TASK DATA:
>> start

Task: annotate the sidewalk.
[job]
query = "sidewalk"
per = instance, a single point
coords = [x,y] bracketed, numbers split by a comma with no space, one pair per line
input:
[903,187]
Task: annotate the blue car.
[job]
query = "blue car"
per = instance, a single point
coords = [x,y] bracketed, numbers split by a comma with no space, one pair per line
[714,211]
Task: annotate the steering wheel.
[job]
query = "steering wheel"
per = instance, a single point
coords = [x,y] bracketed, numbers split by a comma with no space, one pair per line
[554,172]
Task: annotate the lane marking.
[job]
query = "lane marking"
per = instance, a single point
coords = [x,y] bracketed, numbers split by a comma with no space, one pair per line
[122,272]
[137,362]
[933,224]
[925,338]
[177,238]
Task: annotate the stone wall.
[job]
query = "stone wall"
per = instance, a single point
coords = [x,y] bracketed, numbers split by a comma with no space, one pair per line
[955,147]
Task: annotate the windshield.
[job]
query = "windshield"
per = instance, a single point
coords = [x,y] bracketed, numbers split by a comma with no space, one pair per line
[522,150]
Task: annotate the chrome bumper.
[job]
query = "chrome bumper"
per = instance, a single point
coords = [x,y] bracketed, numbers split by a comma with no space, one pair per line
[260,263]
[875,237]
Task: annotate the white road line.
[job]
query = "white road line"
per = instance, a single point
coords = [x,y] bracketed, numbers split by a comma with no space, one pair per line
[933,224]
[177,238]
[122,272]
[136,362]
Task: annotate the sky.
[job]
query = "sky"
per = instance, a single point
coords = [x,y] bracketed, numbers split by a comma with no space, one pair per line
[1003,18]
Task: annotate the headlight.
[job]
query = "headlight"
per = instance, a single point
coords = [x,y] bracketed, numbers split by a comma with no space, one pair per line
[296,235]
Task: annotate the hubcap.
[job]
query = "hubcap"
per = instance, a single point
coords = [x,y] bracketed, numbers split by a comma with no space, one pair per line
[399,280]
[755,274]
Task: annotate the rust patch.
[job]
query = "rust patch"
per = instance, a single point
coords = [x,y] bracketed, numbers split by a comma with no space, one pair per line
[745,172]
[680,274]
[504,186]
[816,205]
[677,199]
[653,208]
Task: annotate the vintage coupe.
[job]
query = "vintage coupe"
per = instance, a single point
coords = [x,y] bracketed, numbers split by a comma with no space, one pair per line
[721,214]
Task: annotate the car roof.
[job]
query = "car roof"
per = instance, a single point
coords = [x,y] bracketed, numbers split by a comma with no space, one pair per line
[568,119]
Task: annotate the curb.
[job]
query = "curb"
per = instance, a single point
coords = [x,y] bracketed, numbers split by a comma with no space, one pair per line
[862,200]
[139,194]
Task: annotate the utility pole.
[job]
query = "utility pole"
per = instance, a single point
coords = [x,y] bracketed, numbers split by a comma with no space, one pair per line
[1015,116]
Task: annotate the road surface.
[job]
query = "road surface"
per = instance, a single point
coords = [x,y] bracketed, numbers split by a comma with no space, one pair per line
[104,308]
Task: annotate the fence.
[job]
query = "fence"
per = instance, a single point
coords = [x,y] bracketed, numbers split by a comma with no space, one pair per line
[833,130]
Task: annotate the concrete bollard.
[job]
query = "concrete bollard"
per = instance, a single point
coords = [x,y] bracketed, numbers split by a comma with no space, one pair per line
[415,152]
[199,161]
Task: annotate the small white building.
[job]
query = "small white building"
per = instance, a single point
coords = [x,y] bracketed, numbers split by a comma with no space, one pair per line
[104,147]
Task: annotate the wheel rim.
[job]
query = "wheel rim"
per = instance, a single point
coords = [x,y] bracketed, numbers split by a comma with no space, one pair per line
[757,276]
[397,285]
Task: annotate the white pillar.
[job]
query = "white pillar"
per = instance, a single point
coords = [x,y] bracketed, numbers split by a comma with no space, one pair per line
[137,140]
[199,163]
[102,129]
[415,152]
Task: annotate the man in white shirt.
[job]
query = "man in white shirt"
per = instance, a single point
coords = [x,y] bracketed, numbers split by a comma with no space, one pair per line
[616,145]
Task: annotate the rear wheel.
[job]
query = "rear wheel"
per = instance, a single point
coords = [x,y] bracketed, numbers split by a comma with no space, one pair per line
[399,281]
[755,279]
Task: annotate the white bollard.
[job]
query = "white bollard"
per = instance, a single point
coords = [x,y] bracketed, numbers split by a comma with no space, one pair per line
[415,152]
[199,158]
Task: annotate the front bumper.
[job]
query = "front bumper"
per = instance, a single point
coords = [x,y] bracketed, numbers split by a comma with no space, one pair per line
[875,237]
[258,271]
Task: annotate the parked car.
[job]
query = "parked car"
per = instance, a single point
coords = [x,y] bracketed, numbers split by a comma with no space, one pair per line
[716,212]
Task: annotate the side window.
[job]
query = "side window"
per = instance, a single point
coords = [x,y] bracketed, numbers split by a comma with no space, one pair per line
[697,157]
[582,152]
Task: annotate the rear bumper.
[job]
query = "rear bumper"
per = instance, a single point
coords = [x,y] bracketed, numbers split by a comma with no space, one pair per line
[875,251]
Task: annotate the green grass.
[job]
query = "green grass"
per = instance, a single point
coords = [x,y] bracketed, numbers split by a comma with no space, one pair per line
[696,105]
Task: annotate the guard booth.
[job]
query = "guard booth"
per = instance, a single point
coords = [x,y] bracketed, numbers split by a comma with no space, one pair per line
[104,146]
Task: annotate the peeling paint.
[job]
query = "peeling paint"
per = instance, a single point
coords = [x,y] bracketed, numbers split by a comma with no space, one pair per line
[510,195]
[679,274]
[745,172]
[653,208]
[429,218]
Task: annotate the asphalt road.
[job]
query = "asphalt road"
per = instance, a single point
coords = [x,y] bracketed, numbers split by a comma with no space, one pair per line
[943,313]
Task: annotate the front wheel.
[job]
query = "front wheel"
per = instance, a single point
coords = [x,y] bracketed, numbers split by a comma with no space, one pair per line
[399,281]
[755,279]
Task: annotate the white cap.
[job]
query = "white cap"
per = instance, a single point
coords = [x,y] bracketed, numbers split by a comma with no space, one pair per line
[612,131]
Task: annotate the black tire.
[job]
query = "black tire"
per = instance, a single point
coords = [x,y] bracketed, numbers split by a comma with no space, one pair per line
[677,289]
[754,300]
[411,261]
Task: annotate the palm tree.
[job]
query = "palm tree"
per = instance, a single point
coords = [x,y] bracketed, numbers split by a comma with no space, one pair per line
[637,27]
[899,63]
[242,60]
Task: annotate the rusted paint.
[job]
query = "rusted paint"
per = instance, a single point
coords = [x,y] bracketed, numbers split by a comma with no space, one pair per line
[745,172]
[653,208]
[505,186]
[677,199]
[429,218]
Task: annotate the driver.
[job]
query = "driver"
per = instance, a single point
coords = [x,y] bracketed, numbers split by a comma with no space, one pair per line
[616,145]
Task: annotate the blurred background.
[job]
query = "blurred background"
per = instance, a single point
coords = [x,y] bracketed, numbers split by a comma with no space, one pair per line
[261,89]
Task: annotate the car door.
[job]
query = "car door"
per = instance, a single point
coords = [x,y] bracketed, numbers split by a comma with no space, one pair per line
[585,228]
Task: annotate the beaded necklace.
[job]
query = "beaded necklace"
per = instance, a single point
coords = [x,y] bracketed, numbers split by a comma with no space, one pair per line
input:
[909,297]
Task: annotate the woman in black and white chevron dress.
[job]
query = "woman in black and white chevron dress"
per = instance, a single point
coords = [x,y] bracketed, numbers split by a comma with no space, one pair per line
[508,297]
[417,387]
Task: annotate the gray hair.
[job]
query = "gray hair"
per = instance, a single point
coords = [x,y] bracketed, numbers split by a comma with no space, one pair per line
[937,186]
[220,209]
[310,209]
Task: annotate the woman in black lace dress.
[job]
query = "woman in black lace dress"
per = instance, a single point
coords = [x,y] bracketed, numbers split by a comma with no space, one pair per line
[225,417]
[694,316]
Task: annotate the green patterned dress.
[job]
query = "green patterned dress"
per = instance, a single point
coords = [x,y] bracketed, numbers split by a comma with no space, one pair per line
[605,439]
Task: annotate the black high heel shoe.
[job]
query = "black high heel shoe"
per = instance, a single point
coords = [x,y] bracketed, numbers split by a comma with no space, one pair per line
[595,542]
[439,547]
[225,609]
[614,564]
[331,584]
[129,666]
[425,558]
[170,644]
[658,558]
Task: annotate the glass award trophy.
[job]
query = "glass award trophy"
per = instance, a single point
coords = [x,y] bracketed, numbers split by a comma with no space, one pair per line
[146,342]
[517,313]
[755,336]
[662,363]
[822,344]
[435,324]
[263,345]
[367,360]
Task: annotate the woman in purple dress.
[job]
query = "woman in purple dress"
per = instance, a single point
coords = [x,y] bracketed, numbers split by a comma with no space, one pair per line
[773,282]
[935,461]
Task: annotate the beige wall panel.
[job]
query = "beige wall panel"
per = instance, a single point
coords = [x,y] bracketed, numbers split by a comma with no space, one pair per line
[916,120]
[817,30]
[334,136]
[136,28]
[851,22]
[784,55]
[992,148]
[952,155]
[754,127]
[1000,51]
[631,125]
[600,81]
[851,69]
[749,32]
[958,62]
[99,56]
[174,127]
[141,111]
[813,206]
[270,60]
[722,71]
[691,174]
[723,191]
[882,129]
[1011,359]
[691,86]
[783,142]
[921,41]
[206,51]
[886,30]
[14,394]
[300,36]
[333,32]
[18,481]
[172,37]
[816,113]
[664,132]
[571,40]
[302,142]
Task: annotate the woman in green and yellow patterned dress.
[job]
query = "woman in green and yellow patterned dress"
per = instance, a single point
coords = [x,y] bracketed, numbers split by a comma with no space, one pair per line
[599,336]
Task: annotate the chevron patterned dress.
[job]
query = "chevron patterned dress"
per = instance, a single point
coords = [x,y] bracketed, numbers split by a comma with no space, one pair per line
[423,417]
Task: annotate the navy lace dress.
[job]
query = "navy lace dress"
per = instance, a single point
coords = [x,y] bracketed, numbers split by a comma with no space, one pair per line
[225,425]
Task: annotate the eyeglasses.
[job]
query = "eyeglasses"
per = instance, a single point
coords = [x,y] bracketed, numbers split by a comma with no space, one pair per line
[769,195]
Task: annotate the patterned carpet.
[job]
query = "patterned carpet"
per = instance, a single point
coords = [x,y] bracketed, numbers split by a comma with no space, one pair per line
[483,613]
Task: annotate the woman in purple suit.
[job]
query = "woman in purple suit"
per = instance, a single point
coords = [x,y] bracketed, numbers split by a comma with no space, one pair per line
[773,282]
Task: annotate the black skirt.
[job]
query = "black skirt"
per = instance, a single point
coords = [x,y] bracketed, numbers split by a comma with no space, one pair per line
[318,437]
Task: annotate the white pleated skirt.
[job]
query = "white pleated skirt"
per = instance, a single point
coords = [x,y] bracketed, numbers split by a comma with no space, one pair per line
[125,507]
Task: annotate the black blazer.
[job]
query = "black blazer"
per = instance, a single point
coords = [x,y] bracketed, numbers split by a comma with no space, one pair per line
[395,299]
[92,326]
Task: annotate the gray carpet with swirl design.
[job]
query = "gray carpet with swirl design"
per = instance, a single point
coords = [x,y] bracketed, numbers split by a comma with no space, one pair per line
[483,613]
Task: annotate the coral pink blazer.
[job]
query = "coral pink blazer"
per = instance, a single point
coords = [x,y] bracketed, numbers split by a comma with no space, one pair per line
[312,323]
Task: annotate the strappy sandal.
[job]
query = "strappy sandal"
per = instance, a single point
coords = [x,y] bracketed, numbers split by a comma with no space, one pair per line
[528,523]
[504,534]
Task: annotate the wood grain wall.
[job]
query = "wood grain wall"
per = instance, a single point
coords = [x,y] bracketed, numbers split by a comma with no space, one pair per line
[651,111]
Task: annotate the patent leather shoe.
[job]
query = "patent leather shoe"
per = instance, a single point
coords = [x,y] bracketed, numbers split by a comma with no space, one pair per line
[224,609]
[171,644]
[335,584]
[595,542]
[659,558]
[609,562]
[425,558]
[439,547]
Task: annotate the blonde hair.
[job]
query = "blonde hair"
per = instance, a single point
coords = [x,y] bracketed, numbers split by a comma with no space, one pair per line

>> end

BRIEF: Return every line from the one holding "Task: annotate the wood grain wall." through the end of the data, exactly as it appears, with both ends kept and nothing else.

ANSWER TO THE TASK:
Task: annotate the wood grain wall.
[job]
query = "wood grain wall"
per = instance, a single point
coords = [x,y] bracketed, numbers split by a comma with no space, one pair per line
[651,111]
Task: annotate the patent leather shoe.
[job]
query = "patent leather shoe"
per = instance, a single point
coords = [x,y] bracketed, numbers split by a comma with no space, one pair per line
[224,609]
[171,644]
[335,584]
[595,542]
[659,558]
[609,562]
[425,558]
[439,547]
Task: annotate the blonde hair.
[job]
query = "blonde hair"
per = instance, a single point
coords = [x,y] bracketed, numbers split by a comma with no space, one pair per line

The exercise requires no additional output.